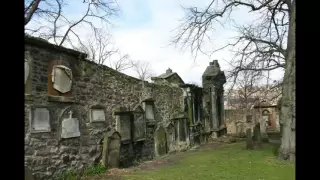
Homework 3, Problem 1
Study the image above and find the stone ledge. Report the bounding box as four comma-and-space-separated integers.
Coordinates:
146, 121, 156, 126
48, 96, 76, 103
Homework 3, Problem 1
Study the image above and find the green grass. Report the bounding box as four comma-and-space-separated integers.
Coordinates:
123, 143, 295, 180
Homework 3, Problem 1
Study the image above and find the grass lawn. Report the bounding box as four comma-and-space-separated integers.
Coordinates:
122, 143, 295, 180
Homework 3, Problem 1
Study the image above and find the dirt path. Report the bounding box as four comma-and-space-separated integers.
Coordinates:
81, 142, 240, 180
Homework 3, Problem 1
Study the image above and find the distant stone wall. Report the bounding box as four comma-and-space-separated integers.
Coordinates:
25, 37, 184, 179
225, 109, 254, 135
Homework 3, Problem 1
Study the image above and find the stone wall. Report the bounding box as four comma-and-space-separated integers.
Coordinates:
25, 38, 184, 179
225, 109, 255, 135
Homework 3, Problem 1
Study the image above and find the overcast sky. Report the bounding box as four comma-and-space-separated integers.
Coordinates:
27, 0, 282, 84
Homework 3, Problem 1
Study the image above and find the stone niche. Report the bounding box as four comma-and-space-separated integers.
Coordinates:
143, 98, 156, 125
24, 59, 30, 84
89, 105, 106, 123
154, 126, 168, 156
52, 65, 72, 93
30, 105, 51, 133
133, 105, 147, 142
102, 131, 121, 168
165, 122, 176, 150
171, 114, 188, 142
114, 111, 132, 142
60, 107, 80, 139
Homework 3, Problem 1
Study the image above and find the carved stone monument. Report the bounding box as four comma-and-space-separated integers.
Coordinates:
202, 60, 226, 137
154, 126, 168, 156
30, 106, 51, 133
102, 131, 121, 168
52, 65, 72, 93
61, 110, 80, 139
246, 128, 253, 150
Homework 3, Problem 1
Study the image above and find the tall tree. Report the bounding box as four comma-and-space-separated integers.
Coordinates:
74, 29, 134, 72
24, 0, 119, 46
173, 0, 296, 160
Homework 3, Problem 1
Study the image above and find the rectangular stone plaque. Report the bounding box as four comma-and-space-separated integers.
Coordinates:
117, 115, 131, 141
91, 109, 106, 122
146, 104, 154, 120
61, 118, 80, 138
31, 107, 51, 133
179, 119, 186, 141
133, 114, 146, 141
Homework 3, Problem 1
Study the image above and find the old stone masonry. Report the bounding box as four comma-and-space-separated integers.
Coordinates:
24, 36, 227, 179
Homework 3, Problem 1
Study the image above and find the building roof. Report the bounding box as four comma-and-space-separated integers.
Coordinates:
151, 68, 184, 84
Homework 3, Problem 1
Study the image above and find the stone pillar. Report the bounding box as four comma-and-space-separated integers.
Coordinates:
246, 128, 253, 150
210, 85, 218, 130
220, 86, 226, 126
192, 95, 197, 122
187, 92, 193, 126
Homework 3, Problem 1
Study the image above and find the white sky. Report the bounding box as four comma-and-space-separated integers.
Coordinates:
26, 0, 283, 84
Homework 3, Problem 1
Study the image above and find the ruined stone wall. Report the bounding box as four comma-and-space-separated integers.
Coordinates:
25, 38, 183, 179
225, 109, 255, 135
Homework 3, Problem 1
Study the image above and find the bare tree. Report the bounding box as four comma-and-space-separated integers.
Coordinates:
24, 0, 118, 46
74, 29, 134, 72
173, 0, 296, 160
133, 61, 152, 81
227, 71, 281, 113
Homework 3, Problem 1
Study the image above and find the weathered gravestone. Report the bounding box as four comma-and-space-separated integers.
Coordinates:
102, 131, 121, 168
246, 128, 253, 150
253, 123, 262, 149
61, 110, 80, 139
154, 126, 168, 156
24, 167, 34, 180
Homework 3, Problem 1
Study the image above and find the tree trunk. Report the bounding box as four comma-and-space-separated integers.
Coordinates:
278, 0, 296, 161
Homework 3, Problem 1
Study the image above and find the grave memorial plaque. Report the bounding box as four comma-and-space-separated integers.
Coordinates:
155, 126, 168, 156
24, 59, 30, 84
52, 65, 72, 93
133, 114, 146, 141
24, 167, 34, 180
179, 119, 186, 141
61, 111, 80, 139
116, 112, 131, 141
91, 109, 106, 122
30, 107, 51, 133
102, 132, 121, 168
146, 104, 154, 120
- - - - -
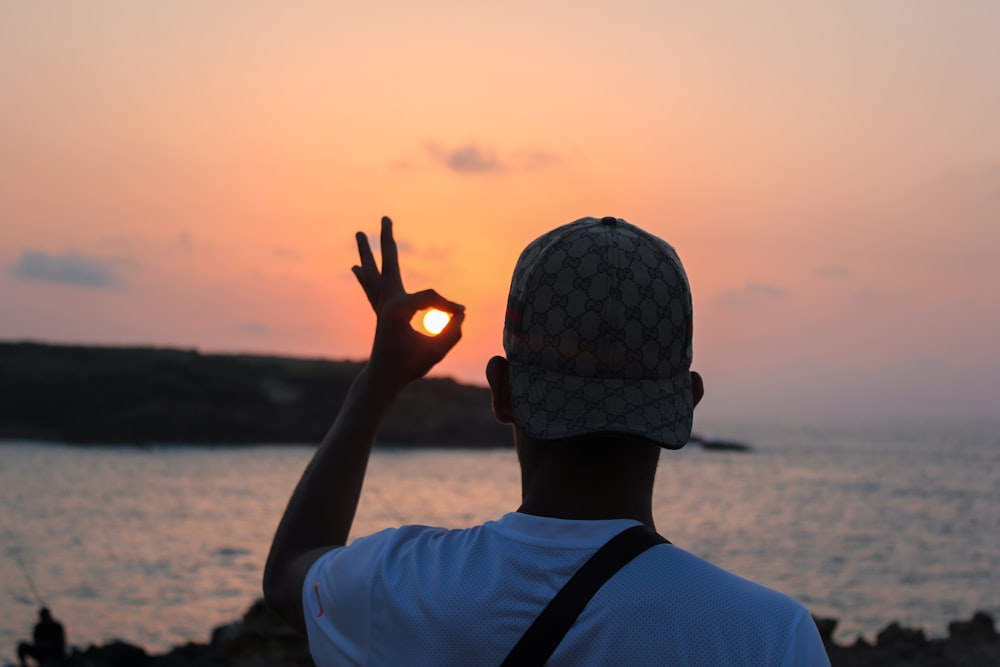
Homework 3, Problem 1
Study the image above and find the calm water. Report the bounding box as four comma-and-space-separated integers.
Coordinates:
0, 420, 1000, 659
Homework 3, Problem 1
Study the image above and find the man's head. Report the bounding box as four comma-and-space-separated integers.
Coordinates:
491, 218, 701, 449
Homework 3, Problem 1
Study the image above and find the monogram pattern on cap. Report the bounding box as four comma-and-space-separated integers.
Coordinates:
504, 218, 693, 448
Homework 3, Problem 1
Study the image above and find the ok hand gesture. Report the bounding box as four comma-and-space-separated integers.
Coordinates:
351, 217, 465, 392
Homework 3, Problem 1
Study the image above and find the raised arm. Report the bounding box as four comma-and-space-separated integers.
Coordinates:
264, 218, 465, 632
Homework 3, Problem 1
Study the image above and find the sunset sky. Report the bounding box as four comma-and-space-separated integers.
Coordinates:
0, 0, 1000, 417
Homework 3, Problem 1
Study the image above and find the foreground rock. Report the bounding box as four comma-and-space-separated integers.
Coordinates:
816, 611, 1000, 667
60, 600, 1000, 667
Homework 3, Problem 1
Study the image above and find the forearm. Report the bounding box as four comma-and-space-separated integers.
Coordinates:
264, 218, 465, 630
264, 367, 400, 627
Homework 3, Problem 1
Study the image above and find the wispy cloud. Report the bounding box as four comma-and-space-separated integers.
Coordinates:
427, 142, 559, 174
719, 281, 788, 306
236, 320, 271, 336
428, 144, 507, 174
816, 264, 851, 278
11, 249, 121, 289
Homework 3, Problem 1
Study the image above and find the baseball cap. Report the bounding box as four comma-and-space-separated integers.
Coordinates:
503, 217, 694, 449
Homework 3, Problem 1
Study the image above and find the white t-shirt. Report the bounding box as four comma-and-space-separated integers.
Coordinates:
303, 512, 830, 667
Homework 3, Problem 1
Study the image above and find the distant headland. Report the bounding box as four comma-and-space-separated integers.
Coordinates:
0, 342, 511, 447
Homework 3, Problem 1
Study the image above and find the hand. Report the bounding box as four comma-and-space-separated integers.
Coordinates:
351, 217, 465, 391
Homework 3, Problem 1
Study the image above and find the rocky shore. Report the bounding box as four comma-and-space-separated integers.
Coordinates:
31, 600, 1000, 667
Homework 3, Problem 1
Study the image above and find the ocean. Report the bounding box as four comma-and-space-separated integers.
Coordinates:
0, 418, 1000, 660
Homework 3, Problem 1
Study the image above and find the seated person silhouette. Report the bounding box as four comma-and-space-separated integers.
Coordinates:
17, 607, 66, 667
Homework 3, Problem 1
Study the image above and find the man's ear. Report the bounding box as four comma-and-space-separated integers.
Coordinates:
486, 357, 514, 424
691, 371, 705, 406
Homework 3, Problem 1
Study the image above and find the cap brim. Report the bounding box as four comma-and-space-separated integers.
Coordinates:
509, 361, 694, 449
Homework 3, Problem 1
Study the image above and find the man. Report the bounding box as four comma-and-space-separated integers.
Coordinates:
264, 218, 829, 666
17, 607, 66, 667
- - - - -
### REQUIRED TASK
Copy each of the lines above that contains the word "grass", and only those lines. Case counts.

### RESPONSE TO THE EXERCISE
Study the image above and find the green grass. Report the bounding box as four comma-and-space-separated integers.
Study the image above and find the grass lawn. Report the bounding box as four comma-and-space-separated integers.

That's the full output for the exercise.